TO DO:
Set down the line that has "of the yellow" and each line beneath it, through the last line of the entries, exactly and with no others.

RECORDS SHOWN:
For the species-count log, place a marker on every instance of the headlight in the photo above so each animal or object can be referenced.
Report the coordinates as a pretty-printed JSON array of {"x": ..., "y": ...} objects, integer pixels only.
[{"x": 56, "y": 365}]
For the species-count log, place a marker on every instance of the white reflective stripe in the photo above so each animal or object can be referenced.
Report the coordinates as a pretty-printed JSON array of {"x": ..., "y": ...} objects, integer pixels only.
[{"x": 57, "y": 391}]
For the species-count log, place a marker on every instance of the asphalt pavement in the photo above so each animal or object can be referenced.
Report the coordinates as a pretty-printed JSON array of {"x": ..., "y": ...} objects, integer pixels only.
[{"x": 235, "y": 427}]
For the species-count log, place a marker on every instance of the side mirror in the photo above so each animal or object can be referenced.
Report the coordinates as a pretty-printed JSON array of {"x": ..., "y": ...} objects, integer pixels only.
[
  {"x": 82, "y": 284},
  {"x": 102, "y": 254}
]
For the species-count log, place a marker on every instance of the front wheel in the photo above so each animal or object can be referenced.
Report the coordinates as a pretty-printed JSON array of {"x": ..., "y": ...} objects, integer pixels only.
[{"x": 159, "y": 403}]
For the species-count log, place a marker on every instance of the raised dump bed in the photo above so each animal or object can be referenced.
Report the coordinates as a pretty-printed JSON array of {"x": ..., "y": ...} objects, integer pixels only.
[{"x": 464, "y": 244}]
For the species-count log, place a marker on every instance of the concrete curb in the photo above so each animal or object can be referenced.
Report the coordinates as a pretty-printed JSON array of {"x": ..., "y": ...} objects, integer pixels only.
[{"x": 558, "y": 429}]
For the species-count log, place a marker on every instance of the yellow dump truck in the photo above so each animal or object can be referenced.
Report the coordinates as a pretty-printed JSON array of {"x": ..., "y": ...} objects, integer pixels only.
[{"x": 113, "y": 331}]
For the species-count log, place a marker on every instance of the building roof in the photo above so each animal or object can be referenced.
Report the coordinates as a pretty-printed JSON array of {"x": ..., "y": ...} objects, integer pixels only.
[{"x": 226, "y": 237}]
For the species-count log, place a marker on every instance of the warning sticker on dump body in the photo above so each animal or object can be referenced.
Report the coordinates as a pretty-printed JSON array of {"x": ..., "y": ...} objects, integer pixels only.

ANSWER TO THE PROBLEM:
For the species-count log, place a marker on every instance of the yellow dump truck in the photo above so each animal or object can be referenced.
Report the coordinates as a pretty-printed JSON array of {"x": ..., "y": ...} objects, integer pixels only.
[{"x": 113, "y": 331}]
For the species-count log, place a marker on every instance of the building roof in the photo above so each animal or object can be referenced.
Report the coordinates as a pretty-printed JSON array of {"x": ..., "y": ...} objects, integer pixels only.
[{"x": 226, "y": 237}]
For the species-count log, place a marker on every instance of the warning sticker on dump body in the photo above so each animal or object can be referenced.
Report the coordinates as a pretty-printed JSON array of {"x": ..., "y": ...} objects, integer pixels only.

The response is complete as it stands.